▸ **Position identification records**
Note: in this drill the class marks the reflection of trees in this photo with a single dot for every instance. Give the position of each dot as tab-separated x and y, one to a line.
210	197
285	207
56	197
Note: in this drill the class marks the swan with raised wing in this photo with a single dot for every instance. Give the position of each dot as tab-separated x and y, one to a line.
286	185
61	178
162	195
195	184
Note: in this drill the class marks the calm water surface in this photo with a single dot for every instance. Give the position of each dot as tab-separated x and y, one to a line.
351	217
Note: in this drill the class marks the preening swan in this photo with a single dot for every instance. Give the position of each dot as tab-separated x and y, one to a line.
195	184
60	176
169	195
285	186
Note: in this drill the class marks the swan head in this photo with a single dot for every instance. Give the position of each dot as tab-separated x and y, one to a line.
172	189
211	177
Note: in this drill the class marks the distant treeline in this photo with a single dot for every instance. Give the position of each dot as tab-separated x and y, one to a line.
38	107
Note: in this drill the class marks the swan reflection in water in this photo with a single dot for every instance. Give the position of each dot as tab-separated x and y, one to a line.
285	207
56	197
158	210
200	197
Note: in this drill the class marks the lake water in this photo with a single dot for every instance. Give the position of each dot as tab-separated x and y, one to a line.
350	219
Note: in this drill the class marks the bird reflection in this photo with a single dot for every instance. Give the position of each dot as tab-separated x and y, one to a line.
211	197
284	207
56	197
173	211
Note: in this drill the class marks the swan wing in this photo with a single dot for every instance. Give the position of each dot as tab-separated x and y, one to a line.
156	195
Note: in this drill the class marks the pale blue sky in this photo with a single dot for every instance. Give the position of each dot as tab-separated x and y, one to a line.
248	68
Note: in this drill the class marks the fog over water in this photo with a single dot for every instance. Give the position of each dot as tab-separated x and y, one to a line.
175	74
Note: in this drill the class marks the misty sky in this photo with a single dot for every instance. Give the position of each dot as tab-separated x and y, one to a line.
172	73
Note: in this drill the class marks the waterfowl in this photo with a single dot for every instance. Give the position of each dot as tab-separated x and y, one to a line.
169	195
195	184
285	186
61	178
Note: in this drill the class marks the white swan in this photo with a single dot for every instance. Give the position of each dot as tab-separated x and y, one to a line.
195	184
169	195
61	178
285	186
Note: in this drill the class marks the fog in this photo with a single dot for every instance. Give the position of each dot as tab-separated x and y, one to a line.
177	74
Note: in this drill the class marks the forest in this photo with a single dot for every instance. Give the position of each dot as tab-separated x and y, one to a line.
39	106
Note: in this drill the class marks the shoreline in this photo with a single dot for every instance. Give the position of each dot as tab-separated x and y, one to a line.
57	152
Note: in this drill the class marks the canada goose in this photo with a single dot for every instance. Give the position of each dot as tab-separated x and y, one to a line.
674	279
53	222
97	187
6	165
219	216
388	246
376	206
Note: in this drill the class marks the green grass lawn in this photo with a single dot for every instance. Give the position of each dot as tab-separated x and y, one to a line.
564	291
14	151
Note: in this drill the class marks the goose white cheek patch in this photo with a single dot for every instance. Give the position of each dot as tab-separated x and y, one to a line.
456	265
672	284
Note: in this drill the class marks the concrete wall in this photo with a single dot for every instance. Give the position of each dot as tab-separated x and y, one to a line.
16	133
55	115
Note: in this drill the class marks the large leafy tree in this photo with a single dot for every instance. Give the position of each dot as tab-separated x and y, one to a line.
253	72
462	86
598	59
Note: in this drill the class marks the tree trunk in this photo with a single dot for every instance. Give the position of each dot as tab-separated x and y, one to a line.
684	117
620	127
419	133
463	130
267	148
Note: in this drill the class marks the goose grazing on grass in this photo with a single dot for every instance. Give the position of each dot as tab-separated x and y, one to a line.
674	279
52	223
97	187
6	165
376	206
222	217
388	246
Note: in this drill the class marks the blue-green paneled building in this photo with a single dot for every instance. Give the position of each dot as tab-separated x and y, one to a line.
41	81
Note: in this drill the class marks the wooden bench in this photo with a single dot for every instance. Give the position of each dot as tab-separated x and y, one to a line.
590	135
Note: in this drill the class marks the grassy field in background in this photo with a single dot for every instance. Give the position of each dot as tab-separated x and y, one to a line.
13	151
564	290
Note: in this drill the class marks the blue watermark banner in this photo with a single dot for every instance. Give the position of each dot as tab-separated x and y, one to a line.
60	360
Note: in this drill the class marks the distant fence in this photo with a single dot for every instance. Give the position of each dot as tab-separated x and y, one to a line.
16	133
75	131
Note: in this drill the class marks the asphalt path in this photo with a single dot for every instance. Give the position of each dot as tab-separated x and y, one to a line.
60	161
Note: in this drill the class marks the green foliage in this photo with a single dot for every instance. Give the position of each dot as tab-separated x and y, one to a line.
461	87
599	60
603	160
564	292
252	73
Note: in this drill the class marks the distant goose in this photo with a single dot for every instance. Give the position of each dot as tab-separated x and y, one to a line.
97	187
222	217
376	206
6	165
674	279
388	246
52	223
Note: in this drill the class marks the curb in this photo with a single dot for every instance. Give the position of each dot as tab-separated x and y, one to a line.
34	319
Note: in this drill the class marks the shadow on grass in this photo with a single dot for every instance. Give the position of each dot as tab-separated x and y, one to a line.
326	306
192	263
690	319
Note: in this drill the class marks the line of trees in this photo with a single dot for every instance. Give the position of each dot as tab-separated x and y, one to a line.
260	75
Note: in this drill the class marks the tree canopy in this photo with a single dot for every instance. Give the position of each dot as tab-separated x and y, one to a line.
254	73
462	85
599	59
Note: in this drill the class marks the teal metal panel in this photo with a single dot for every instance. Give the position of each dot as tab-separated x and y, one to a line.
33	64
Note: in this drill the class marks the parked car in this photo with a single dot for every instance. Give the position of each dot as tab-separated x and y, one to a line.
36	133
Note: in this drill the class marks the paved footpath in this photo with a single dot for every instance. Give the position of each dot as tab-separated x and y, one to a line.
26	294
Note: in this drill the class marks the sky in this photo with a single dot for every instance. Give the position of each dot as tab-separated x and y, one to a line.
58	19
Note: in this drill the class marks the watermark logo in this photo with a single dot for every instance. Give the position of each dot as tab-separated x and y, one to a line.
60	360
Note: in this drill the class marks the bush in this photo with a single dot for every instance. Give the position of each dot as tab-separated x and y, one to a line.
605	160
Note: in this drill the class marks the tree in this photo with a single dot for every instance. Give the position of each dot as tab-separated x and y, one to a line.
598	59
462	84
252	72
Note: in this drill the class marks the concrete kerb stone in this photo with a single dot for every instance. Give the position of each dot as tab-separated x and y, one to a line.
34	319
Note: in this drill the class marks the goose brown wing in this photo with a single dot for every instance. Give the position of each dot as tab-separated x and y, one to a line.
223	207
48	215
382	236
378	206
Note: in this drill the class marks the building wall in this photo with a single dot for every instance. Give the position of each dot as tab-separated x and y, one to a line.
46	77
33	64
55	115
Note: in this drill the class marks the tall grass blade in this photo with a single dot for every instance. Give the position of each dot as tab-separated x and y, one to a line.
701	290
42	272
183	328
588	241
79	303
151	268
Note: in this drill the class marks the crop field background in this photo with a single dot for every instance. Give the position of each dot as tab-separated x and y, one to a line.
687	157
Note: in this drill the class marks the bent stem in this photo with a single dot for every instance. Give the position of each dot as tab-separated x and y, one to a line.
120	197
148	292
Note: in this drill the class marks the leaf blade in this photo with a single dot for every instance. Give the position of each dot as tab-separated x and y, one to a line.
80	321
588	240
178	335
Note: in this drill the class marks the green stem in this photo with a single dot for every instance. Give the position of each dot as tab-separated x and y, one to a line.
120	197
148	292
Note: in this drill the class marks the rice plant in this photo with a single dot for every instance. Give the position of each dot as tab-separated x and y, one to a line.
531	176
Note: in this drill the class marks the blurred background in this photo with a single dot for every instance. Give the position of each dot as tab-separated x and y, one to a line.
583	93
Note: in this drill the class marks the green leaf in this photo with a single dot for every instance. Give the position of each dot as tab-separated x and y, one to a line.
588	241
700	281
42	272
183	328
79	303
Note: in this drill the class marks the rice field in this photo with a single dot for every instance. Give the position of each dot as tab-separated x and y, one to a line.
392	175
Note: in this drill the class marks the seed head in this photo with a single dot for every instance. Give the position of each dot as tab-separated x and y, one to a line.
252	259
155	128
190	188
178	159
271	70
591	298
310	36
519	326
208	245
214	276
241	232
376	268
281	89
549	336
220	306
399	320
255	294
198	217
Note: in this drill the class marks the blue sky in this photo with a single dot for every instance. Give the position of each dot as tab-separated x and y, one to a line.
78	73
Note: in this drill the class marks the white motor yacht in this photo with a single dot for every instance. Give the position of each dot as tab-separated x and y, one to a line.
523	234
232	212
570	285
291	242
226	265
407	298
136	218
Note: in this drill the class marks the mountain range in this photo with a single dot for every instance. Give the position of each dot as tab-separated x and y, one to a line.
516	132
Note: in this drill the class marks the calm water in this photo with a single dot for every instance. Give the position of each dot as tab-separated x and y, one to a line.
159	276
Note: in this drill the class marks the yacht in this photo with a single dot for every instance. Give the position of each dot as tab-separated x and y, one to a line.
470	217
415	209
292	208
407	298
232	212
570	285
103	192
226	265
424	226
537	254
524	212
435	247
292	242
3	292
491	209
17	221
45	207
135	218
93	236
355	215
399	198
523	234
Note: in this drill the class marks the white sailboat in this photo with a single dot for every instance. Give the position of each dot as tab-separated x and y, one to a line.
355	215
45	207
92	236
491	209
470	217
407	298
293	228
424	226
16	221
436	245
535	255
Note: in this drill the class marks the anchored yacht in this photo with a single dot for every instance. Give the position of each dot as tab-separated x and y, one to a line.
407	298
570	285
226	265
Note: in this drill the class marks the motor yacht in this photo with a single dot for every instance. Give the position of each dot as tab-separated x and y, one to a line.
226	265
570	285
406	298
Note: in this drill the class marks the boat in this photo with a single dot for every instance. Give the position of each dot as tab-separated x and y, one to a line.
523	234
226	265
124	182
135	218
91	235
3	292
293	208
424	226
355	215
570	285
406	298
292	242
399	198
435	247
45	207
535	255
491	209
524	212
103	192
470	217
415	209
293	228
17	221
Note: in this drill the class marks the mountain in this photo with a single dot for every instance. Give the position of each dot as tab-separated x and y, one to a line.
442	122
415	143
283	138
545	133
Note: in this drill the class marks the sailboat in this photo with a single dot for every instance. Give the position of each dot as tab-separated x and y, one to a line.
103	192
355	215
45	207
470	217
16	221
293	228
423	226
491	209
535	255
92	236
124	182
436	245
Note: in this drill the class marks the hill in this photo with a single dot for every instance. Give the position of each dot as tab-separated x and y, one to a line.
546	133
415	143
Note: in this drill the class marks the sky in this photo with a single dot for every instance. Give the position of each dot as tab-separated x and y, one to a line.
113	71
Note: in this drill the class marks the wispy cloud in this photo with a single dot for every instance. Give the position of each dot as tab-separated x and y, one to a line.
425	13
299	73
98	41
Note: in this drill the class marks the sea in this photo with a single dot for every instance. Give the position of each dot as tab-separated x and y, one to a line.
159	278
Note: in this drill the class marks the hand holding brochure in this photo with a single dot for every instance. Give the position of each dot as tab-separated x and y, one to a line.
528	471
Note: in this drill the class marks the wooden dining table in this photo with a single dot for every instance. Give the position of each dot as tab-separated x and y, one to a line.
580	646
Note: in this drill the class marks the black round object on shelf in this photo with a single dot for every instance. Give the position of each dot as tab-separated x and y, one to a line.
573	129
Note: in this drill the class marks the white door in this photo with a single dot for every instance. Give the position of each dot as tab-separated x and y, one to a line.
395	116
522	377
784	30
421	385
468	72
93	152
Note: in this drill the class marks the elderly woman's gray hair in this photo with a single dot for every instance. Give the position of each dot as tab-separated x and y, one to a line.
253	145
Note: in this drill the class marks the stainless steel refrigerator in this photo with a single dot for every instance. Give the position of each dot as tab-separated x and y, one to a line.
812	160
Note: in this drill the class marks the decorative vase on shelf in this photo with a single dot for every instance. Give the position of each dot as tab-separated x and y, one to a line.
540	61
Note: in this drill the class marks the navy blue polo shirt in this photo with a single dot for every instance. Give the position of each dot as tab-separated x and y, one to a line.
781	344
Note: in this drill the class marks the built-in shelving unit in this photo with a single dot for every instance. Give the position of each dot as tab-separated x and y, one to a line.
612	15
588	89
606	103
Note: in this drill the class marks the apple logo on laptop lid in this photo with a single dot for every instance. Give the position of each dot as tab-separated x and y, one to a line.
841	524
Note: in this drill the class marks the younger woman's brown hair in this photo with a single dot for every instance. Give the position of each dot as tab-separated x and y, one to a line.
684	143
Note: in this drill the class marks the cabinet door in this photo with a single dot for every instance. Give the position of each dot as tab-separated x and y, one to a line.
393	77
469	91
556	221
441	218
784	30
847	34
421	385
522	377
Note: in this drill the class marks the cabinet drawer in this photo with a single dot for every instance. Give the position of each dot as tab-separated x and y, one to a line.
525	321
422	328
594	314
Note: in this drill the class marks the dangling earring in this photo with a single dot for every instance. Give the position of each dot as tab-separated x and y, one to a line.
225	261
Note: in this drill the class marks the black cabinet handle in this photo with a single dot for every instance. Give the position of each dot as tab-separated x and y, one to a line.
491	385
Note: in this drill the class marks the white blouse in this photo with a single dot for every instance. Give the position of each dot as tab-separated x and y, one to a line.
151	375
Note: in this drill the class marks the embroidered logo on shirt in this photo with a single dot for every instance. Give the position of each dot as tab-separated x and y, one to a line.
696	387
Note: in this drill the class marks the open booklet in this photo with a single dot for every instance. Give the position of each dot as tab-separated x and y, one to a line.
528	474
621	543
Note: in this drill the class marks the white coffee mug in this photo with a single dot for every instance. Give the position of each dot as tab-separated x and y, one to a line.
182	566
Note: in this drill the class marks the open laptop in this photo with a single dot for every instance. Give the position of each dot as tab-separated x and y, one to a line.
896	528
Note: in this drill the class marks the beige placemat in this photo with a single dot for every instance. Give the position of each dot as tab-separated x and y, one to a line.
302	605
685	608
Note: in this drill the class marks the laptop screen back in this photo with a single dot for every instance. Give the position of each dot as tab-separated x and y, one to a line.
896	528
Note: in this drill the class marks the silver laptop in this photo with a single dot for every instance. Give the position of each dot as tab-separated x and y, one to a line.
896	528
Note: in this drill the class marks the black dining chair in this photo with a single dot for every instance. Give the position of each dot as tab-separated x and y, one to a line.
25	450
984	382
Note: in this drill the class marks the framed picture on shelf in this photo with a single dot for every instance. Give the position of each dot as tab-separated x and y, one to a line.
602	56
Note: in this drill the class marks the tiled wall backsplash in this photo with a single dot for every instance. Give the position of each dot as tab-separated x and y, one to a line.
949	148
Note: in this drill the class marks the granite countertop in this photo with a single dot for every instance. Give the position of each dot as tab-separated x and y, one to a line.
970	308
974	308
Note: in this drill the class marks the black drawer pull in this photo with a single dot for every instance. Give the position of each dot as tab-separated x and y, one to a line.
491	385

▸ **PROBLEM TO WORK ON**
From the line holding "Note: in this drill the class marks the open laptop" to the last line of the records, quote each line exactly and add nothing.

▸ **RESULT**
Note: in this drill the class marks the open laptop in this photo with a single dot for every instance. Give the position of each dot as tab-separated x and y, one to a line.
896	528
Note: in this drill the class marks the beige placemat in this photo with a single dot for every instance. Give the position of each dot as tab-separated x and y, one to a line.
302	605
685	608
Note: in this drill the class marks the laptop screen back in this photo with a single dot for every instance. Give the position of each dot as tab-separated x and y, one to a line.
896	528
Note: in this drill the class marks the silver laptop in this photo with a single dot for every instance. Give the position of each dot as tab-separated x and y, one to a line.
896	528
Note: in this drill the class marks the black dining chair in this photo with a single dot for every instance. Give the position of each dot as tab-separated x and y, one to a line.
25	450
984	382
Note: in this drill the class marks the framed picture on shelf in this photo with a single dot for every instance. Give the position of each dot as tab-separated x and y, one to a line.
602	56
Note: in this drill the class marks the tiled wall backsplash in this photo with a single dot for every instance. Give the position of each dot as tab-separated x and y, one to a line.
949	148
Note: in this drill the class marks the granite countertop in this photo with a single dot for every instance. Give the position of each dot as tab-separated x and y, one to a line.
970	308
974	308
Note: in this drill the class marks the black drawer pull in this photo with a single dot for every instance. Give the position of each dot as tab-separated x and y, one to a line.
491	385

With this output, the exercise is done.